Available data:
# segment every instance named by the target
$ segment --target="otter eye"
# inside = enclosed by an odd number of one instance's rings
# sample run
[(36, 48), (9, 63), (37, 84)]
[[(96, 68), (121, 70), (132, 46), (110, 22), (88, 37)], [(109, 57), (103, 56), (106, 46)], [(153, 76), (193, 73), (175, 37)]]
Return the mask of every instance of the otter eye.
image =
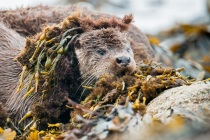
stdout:
[(101, 56), (106, 54), (105, 50), (97, 50), (97, 53), (100, 54)]
[(130, 52), (130, 50), (131, 50), (130, 48), (127, 48), (127, 49), (126, 49), (127, 52)]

The request: Copy out the records above word for word, but leave out the pictures.

Written answer:
# segment every instance named by the target
$ segment --target="otter eye"
# inside = enclosed by an odd number of one instance's rings
# sample run
[(36, 48), (9, 63), (37, 84)]
[[(96, 68), (121, 70), (132, 46), (110, 22), (88, 37)], [(109, 57), (103, 56), (106, 46)], [(153, 76), (193, 73), (175, 37)]]
Return the mask of every instance of the otter eye.
image =
stdout:
[(101, 56), (106, 54), (105, 50), (97, 50), (97, 53), (100, 54)]
[(130, 52), (130, 50), (131, 50), (130, 48), (127, 48), (127, 49), (126, 49), (127, 52)]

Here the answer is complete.